**WHAT TO DO:**
An accurate, complete copy of the records below is required.

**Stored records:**
-------

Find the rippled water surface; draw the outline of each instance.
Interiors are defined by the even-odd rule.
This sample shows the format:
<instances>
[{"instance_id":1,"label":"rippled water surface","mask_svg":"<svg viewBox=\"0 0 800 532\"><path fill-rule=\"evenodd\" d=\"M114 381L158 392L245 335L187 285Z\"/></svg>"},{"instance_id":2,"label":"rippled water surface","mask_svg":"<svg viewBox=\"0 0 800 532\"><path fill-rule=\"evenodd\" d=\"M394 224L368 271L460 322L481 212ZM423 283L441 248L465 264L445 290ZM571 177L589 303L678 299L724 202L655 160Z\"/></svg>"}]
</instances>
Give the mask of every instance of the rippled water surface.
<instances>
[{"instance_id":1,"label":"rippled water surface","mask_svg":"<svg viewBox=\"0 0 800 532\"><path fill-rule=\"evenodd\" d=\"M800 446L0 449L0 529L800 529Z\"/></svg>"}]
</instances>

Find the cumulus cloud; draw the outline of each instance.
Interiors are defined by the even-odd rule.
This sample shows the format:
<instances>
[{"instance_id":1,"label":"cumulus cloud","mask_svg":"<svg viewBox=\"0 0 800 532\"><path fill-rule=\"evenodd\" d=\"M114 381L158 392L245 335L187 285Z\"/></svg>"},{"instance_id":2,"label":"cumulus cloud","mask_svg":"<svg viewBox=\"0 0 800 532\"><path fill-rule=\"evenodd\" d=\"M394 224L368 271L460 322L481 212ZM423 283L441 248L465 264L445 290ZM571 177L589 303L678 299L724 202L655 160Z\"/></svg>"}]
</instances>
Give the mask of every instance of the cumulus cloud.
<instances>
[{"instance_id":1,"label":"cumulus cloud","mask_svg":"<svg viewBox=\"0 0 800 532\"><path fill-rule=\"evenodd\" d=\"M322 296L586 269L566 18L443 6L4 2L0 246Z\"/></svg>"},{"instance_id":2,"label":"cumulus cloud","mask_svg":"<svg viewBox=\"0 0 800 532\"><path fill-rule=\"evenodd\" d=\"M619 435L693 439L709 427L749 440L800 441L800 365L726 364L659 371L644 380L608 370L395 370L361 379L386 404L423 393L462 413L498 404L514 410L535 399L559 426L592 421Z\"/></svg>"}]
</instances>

-------

**SOLUTION TO THIS PROBLEM:**
Find the rippled water surface; draw the outline of each instance.
Interiors are defined by the even-odd rule.
This sample shows the format:
<instances>
[{"instance_id":1,"label":"rippled water surface","mask_svg":"<svg viewBox=\"0 0 800 532\"><path fill-rule=\"evenodd\" d=\"M114 381L158 392L245 335L187 285Z\"/></svg>"},{"instance_id":2,"label":"rippled water surface","mask_svg":"<svg viewBox=\"0 0 800 532\"><path fill-rule=\"evenodd\" d=\"M394 224L368 271L460 322L481 212ZM423 283L441 248L465 264L445 290ZM571 177L589 303L678 299L724 202L655 160Z\"/></svg>"}]
</instances>
Give the mask of every instance of the rippled water surface.
<instances>
[{"instance_id":1,"label":"rippled water surface","mask_svg":"<svg viewBox=\"0 0 800 532\"><path fill-rule=\"evenodd\" d=\"M800 446L0 449L0 529L800 529Z\"/></svg>"}]
</instances>

Find the cumulus cloud; draw the outline of each instance.
Interiors are defined by the even-odd rule.
This sample shows the format:
<instances>
[{"instance_id":1,"label":"cumulus cloud","mask_svg":"<svg viewBox=\"0 0 800 532\"><path fill-rule=\"evenodd\" d=\"M114 381L158 392L245 335L187 285Z\"/></svg>"},{"instance_id":2,"label":"cumulus cloud","mask_svg":"<svg viewBox=\"0 0 800 532\"><path fill-rule=\"evenodd\" d=\"M394 224L368 271L460 322L481 212ZM423 283L441 248L465 264L445 290ZM571 177L589 303L678 299L724 202L655 160Z\"/></svg>"}]
</instances>
Give the mask of every instance of the cumulus cloud.
<instances>
[{"instance_id":1,"label":"cumulus cloud","mask_svg":"<svg viewBox=\"0 0 800 532\"><path fill-rule=\"evenodd\" d=\"M322 296L586 269L566 18L443 6L4 2L0 246Z\"/></svg>"},{"instance_id":2,"label":"cumulus cloud","mask_svg":"<svg viewBox=\"0 0 800 532\"><path fill-rule=\"evenodd\" d=\"M619 435L693 439L709 427L749 440L800 441L800 365L726 364L659 371L644 380L608 370L395 370L361 379L386 404L423 393L462 413L498 404L514 410L535 399L559 426L592 421Z\"/></svg>"}]
</instances>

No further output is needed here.